---------- DATA SHOWN
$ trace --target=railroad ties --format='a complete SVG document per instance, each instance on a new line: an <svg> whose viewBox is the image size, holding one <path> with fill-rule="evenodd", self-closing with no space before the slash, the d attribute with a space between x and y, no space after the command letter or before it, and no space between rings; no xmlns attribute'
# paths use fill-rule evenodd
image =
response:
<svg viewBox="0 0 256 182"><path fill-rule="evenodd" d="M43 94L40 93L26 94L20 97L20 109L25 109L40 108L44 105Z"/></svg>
--------------------
» **REQUIREMENTS**: Copy out each item's lines exactly as they appear.

» **RESULT FOR THIS TASK**:
$ trace --target=railroad ties --format='a complete SVG document per instance, each instance on a new line: an <svg> whose viewBox is the image size, holding one <path> with fill-rule="evenodd", self-closing with no space before the slash, the d attribute with a space between x and y, no space after the command letter or before it, and no space between rings; no xmlns attribute'
# paths use fill-rule evenodd
image =
response:
<svg viewBox="0 0 256 182"><path fill-rule="evenodd" d="M43 94L40 93L26 94L20 97L20 109L25 109L40 108L44 105Z"/></svg>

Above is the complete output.